- [Page text]
— start —
Good stuff! I drove my brother's Leon K1 a few years ago which was remapped to around 300 bhp and that was epic so can only imagine how good yours is. Enjoy and keep the updates coming 

Sent from my iPhone using Tapatalk


----------



## Liam-R32 (Feb 13, 2016)

Good stuff! I know engine's can always been improved on with remaps. I can't understand why the DSG paddle shift wouldn't be the quickest change from factory for it to be improved on by 20+%. I must book the R32 in this year for a stage 1, was meaning to last year.


----------



## bonelorry (Nov 11, 2009)

Liam-R32 said:


> Good stuff! I know engine's can always been improved on with remaps. I can't understand why the DSG paddle shift wouldn't be the quickest change from factory for it to be improved on by 20+%. I must book the R32 in this year for a stage 1, was meaning to last year.


Yes the K04 TFSI Engines are very tuneable indeed, I have gained 50BHP and 90LB/FT of Torque up on standard with just a Revo Intake and GFB-DV+ Diverter Valve. Ofcourse I have gone through everything mechanically to ensure it is healthy.
— end —
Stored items
— start —
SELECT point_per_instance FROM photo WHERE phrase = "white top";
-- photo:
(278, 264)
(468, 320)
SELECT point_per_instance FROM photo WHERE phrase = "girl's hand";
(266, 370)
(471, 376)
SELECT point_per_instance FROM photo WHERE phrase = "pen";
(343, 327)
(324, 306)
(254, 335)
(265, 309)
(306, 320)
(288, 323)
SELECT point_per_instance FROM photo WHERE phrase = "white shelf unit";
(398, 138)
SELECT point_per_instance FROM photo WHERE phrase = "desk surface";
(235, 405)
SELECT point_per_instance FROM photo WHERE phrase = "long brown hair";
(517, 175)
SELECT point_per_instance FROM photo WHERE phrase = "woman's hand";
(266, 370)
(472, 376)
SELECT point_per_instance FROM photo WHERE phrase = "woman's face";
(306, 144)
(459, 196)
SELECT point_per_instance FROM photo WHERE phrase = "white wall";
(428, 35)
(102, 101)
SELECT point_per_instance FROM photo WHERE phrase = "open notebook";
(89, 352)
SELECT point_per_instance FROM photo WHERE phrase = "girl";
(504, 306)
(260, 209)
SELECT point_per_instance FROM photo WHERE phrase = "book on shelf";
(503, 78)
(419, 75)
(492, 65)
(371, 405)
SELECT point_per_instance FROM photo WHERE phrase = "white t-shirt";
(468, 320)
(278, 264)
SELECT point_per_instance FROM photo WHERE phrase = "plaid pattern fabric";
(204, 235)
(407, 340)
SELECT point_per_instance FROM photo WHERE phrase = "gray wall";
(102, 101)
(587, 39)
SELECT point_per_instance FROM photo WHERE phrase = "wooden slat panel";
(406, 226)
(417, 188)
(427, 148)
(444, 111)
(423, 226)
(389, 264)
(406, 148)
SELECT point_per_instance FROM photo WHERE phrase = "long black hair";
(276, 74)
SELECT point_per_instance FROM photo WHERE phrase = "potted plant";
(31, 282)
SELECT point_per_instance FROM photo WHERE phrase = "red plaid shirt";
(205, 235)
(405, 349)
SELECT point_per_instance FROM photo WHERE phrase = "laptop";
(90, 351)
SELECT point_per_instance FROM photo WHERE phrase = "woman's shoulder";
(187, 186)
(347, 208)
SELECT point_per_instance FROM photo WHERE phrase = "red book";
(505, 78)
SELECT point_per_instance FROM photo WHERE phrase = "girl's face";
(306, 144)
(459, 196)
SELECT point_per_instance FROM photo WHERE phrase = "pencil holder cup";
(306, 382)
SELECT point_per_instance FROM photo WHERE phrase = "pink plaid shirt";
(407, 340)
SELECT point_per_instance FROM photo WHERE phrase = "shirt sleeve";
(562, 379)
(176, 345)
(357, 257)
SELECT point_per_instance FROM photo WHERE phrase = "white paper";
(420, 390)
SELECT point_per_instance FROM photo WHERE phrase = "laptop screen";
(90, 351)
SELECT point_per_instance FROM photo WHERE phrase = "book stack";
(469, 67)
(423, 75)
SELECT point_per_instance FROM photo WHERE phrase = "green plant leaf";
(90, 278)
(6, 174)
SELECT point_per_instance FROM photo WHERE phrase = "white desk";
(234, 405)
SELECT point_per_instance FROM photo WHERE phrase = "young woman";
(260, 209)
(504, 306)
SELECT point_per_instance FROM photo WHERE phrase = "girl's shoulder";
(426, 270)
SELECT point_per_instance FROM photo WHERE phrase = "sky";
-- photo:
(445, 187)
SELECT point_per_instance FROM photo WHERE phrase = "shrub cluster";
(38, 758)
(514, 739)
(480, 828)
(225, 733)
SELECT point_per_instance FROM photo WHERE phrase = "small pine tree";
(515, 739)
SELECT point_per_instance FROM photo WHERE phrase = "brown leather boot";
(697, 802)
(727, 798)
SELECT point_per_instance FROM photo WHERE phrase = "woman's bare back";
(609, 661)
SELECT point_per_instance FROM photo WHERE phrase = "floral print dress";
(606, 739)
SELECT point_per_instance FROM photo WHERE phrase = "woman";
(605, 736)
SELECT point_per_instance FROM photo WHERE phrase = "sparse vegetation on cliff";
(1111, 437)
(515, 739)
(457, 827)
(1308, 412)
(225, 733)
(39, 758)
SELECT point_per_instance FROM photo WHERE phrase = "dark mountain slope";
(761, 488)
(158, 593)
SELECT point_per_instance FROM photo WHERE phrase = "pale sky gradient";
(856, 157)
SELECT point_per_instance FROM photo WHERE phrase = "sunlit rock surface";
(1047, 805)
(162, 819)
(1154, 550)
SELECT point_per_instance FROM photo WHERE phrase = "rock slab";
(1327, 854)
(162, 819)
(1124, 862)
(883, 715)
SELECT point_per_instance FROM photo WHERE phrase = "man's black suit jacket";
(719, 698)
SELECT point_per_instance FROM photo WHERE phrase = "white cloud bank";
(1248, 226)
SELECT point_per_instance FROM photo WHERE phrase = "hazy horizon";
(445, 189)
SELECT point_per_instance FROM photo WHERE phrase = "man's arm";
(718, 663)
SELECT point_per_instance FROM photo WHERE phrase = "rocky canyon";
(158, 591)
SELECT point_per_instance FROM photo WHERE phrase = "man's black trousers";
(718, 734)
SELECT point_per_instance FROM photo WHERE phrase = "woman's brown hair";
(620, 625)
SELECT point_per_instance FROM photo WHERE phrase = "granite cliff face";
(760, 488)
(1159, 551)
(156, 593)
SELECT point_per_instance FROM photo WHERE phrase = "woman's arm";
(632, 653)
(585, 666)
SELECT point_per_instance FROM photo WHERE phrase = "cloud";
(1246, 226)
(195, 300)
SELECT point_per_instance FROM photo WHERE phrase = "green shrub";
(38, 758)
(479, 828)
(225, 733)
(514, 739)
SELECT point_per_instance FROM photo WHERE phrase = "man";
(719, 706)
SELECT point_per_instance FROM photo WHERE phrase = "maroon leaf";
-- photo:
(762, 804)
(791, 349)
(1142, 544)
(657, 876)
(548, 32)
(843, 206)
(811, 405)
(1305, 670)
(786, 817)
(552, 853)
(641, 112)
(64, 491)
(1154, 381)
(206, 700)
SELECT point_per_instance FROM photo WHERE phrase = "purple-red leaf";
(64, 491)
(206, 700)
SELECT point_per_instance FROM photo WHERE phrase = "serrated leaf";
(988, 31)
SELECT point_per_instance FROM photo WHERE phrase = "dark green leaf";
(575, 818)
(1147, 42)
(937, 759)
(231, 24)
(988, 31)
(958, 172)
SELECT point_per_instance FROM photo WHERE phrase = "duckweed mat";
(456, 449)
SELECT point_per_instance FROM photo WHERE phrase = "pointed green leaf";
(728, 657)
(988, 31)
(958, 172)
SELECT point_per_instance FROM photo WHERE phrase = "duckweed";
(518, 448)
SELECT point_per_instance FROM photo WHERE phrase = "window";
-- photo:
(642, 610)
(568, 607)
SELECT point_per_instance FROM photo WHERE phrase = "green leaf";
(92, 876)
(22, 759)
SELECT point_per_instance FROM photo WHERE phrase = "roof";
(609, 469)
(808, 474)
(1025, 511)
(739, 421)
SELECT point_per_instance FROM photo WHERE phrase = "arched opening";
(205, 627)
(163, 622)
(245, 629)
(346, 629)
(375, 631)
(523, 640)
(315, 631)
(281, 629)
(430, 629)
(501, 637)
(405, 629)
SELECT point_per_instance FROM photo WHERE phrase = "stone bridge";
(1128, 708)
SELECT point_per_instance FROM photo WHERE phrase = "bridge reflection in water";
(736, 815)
— end —
- [Task requirements]
1 - Translate this sentence from the car tuning thread into Spanish: "I drove my brother's Leon K1 a few years ago which was remapped to around 300 bhp and that was epic so can only imagine how good yours is."
2 - According to the car tuning thread, which two additions produced a gain of 50 BHP and 90 lb-ft of torque over standard?
3 - Reproduce the passage of the car tuning thread from "Yes the K04" to "it is healthy.".

- [Per-task outputs]
1 - Conduje el Leon K1 de mi hermano hace unos años, que estaba reprogramado a unos 300 bhp, y fue épico, así que solo puedo imaginar lo bueno que es el tuyo.

2 - A Revo intake and a GFB-DV+ diverter valve.

3 -
Yes the K04 TFSI Engines are very tuneable indeed, I have gained 50BHP and 90LB/FT of Torque up on standard with just a Revo Intake and GFB-DV+ Diverter Valve. Ofcourse I have gone through everything mechanically to ensure it is healthy.